WHAT IS NEEDED: Go to the line containing "soccer player, each" and return it and each line after it exactly, through the end of the data below, and nothing more.

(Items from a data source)
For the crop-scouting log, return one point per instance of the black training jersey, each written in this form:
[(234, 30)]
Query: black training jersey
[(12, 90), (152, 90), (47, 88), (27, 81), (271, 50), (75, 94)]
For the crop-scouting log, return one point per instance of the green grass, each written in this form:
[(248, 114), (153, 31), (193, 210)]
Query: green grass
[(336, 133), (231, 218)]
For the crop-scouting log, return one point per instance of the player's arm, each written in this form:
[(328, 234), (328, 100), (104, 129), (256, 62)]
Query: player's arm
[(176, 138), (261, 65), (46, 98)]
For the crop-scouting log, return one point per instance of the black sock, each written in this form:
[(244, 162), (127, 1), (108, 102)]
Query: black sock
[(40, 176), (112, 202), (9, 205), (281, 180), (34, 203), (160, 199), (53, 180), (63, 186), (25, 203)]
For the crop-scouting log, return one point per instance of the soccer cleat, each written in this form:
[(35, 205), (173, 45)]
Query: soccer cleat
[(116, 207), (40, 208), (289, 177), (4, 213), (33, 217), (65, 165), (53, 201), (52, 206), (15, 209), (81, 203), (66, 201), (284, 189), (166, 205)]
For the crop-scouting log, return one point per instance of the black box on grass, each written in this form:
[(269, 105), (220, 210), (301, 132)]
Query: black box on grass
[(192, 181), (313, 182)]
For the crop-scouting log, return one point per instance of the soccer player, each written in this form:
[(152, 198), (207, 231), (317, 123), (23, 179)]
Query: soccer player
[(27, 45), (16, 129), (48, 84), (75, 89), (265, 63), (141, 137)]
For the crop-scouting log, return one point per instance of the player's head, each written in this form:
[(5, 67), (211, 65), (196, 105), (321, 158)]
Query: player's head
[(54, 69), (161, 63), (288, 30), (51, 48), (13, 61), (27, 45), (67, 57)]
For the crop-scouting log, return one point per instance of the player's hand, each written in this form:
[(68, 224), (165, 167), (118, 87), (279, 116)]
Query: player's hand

WRITTEN RESPONSE:
For the crop-scouting log, return one point per instance of the soccer player, each written in this form:
[(152, 198), (207, 231), (317, 123), (23, 179)]
Query: soccer player
[(27, 45), (16, 129), (48, 84), (75, 89), (265, 63), (141, 137)]
For the crop-scouting log, return one point per instance of the player's head, each written in this form:
[(5, 67), (211, 65), (196, 105), (321, 158)]
Query: player's head
[(54, 69), (161, 63), (288, 30), (51, 48), (13, 61), (27, 45), (67, 57)]
For the crop-scouting log, return one point per instance of the player's hand, each written in this form:
[(68, 224), (165, 167), (118, 87), (279, 116)]
Query: player's hand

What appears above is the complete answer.